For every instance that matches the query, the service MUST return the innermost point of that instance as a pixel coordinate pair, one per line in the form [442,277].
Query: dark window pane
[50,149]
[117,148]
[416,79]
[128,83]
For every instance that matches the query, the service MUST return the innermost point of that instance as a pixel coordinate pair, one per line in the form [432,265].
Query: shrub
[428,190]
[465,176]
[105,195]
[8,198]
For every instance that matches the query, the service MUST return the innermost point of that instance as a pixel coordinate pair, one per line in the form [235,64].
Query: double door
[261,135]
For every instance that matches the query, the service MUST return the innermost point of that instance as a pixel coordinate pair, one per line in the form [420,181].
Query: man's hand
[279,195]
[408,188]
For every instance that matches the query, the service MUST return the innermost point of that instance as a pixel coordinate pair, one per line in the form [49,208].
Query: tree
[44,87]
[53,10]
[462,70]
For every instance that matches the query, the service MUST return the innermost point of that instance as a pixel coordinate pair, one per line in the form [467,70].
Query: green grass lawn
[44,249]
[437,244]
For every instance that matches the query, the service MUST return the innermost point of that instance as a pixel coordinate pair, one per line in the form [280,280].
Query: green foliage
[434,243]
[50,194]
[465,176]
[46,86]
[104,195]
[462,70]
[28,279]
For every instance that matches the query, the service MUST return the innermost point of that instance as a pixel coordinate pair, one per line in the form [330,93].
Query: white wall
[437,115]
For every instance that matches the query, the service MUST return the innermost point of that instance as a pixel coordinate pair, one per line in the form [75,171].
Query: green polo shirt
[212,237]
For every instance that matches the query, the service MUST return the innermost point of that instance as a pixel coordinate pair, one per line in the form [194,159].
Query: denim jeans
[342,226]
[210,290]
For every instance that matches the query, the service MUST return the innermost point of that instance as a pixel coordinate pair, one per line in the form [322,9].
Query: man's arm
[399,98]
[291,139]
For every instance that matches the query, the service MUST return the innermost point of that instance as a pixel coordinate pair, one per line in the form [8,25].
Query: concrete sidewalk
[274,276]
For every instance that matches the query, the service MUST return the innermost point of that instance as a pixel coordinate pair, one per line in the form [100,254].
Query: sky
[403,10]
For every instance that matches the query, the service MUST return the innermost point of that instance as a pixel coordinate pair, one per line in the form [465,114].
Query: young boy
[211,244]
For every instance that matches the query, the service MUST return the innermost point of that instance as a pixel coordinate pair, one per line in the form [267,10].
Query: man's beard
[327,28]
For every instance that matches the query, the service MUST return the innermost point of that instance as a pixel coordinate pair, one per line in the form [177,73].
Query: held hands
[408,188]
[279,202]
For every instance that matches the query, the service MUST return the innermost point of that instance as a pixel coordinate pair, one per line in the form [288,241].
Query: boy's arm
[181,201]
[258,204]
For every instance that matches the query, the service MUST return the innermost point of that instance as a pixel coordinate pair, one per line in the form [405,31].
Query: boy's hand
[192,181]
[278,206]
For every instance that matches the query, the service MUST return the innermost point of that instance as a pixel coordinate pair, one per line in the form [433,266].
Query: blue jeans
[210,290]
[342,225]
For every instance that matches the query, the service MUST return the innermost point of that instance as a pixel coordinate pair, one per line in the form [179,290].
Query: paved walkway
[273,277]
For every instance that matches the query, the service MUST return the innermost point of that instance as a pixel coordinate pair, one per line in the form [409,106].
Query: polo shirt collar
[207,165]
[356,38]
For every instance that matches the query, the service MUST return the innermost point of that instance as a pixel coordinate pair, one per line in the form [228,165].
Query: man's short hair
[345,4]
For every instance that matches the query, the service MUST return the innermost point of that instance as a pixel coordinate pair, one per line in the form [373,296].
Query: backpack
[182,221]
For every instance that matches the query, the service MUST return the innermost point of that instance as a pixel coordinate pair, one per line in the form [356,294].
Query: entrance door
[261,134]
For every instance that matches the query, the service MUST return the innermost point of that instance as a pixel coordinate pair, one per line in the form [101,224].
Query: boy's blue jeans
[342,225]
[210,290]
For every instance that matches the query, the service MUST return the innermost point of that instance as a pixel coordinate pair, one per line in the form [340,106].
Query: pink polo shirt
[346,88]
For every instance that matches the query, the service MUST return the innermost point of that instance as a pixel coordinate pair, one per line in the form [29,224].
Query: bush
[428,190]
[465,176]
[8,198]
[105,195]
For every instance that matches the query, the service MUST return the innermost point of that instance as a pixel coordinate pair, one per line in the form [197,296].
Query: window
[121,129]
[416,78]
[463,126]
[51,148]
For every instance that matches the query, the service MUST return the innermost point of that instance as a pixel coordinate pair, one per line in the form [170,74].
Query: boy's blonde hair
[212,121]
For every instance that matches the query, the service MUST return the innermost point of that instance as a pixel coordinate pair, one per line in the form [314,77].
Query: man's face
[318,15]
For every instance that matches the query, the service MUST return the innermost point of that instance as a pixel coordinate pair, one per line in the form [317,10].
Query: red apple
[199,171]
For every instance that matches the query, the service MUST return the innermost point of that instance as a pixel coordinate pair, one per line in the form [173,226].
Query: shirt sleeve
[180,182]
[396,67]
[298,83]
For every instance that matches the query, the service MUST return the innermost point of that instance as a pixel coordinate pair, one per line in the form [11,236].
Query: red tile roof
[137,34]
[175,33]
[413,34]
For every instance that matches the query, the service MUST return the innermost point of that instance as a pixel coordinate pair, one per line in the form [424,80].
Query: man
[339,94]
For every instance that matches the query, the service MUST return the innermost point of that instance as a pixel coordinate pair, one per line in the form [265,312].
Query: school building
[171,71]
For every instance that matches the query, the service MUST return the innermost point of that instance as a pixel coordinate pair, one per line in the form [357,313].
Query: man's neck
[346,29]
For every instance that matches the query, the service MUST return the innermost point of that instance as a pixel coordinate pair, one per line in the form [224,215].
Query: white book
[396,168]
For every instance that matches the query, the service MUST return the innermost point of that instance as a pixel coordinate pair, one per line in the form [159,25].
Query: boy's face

● TASK GOAL:
For this exercise, retype the entire listing exactly.

● TASK ANSWER:
For every instance that matches the query, the service MUST return the innermost point of that instance as a pixel coordinate pair, one per line in the form [442,277].
Query: dark window pane
[50,149]
[117,148]
[416,79]
[128,83]
For every instance that matches the query, the service MUST return the innermost point of that instance as a pixel coordinate pair, one per line in the form [432,265].
Query: shrub
[428,190]
[465,176]
[105,195]
[8,198]
For every instance that matches the query, the service MUST return the innermost point of that instance as a pixel coordinate pair, one per line in the form [235,64].
Query: double door
[261,135]
For every instance that matches the query, the service MUST return the innermost point of that instance as a pixel coordinate pair, one per line in the form [420,181].
Query: man's hand
[279,195]
[408,188]
For every instance that matches the query, the service MUST return the innermost point of that instance as a pixel coordinate pair, one per line in the form [49,208].
Query: tree
[44,87]
[53,10]
[462,70]
For every instance that matches the query, the service MUST return the innermost point of that instance as a pixel coordinate pair, one per line in the form [467,70].
Query: green grass lawn
[44,249]
[437,244]
For every instance that matches the query, the service MUST return the innermost point of that instance as a pixel coordinate pair, one per line in the form [280,280].
Query: green foliage
[434,243]
[50,194]
[465,176]
[46,86]
[104,195]
[462,70]
[28,279]
For every instance that matches the query, the service MUST return the innermost point of that instance as a pixel coordinate pair, one per line in the form [330,93].
Query: white wall
[437,115]
For every instance that matches the query, the service MUST return the innermost point of that instance as a pixel coordinate pair, one per line in the form [75,171].
Query: green polo shirt
[212,237]
For every instance that matches the query, the service MUST return the innermost point of that instance as a pixel coordinate pair, one per line in the form [194,159].
Query: denim jeans
[342,226]
[210,290]
For every instance that matches the query, the service MUST return the innermost point of that instance as a pixel coordinate pair, one per line in the form [322,9].
Query: man's arm
[399,98]
[291,139]
For every instance that matches the query, the service MUST return the innermost point of that instance as a pixel coordinate pair, one per line in the form [8,25].
Query: concrete sidewalk
[274,276]
For every instance that matches the query, the service MUST return the innermost point of that instance as a pixel coordinate pair, one per line in the form [100,254].
Query: sky
[403,10]
For every instance that matches the query, the service MUST return the innermost point of that instance as a pixel coordinate pair, one per line in the form [465,114].
Query: young boy
[211,244]
For every instance that matches the query, the service MUST return the innermost point of that instance as a pixel coordinate pair, one per line in the form [267,10].
Query: man's beard
[327,28]
For every instance that matches the query, the service MUST return the innermost point of that instance as a pixel coordinate pair, one per line in the form [177,73].
Query: held hands
[408,188]
[279,202]
For every instance that matches the query, the service MUST return the innermost point of that instance as a pixel coordinate pair, one per line in the form [288,241].
Query: boy's arm
[181,201]
[258,204]
For every instance that matches the query, the service MUST return the innermost point of that instance as a pixel coordinate pair, one per line in the form [405,31].
Query: boy's hand
[192,181]
[278,206]
For every instance that matches the query, the service MUST return the innermost point of that instance as a pixel coordinate pair, one per line in the form [433,266].
Query: blue jeans
[210,290]
[342,225]
For every instance that matches the query, the service MUST return the innermost point of that instance as a pixel coordinate pair, one per line in the form [179,290].
Query: paved walkway
[273,277]
For every instance that matches the query, the service MUST return the innermost point of that instance as a pixel coordinate pair, one per line in the form [409,106].
Query: polo shirt collar
[207,165]
[356,38]
For every instance that matches the query, the service MUST return the innermost point of that instance as a pixel coordinate pair, one per line in the form [228,165].
Query: man's short hair
[345,4]
For every instance that matches the query, the service MUST return the innermost point of that instance as a pixel coordinate pair, one per line in the form [373,296].
Query: backpack
[182,221]
For every instance that matches the query, the service MUST return the innermost point of that instance as a pixel coordinate pair, one per line in the form [356,294].
Query: entrance door
[261,134]
For every instance that matches the query, the service MUST return the innermost point of that instance as a pixel coordinate pair, one per line in the form [101,224].
Query: boy's blue jeans
[342,225]
[210,290]
For every instance that matches the query, the service MUST return the innermost point of that instance as a pixel coordinate pair, one per line in the form [340,106].
Query: pink polo shirt
[346,88]
For every instance that matches the query, the service MUST return the innermost point of that instance as a pixel coordinate pair, one per line in the form [29,224].
Query: bush
[428,190]
[465,176]
[8,198]
[105,195]
For every instance that matches the query, the service MUST return the innermost point of that instance as a pixel coordinate pair, one per line in the form [197,296].
Query: window
[121,129]
[416,78]
[463,126]
[51,148]
For every instance that matches the query, the service MUST return the innermost point of that instance as a pixel coordinate pair, one per line in the form [170,74].
Query: boy's blonde hair
[212,121]
For every instance that matches the query, the service MUST return the innermost point of that instance as a pixel coordinate pair, one per line in the form [314,77].
Query: man's face
[318,15]
For every instance that matches the query, the service MUST return the innermost point of that instance as a pixel coordinate pair, one per line in the form [317,10].
Query: red apple
[199,171]
For every instance that matches the query, the service MUST return the innermost point of that instance as a pixel coordinate pair, one per line in the form [173,226].
Query: shirt sleeve
[180,182]
[396,67]
[298,83]
For every instance that matches the query, the service MUST return the innermost point of that instance as a pixel coordinate pair, one per line in the form [11,236].
Query: red tile roof
[137,34]
[175,33]
[413,34]
For every instance that matches the query, the service MUST return the innermost point of that instance as a pixel coordinate pair, one per line in the form [424,80].
Query: man
[339,94]
For every instance that matches the query, the service MUST return the innermost point of that instance as a pixel coordinate pair, one per line in the form [265,312].
Query: school building
[171,71]
For every instance that matches the query, the service MUST return the innermost point of that instance as a pixel coordinate pair, one per line in the form [357,313].
Query: man's neck
[346,29]
For every instance that matches the query, the service MUST return the innermost point of that instance as a pixel coordinate pair, one per line in the form [224,215].
Query: white book
[396,168]
For every instance that matches the query, the service MUST return the innermost point of that instance as a pixel coordinate pair, one per line in the form [159,25].
Query: boy's face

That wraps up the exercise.